» Exercise instructions:
When a record contains an image, skip the image and retype the rest of that record exactly.
+++ Exercise material
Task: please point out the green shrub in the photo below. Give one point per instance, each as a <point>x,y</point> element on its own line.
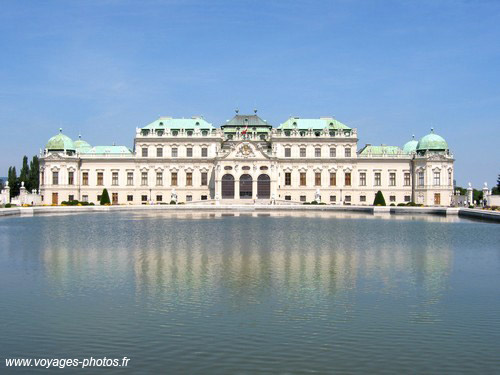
<point>379,199</point>
<point>105,197</point>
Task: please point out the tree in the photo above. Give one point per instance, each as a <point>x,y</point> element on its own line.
<point>34,174</point>
<point>105,197</point>
<point>13,182</point>
<point>379,199</point>
<point>25,170</point>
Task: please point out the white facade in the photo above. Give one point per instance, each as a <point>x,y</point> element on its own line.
++++++
» Task result:
Task: please point out the green shrub in the photo below. Give one point per instance, each as a <point>x,y</point> element on its own line.
<point>379,199</point>
<point>105,197</point>
Task: please point out the tree in the photo above. Give one point per instance, each as a <point>x,y</point> element on its own line.
<point>34,174</point>
<point>105,197</point>
<point>13,182</point>
<point>379,199</point>
<point>25,170</point>
Task: please point out the white facade in the photo above. Give one point per instance, each as a <point>x,y</point> element on its own line.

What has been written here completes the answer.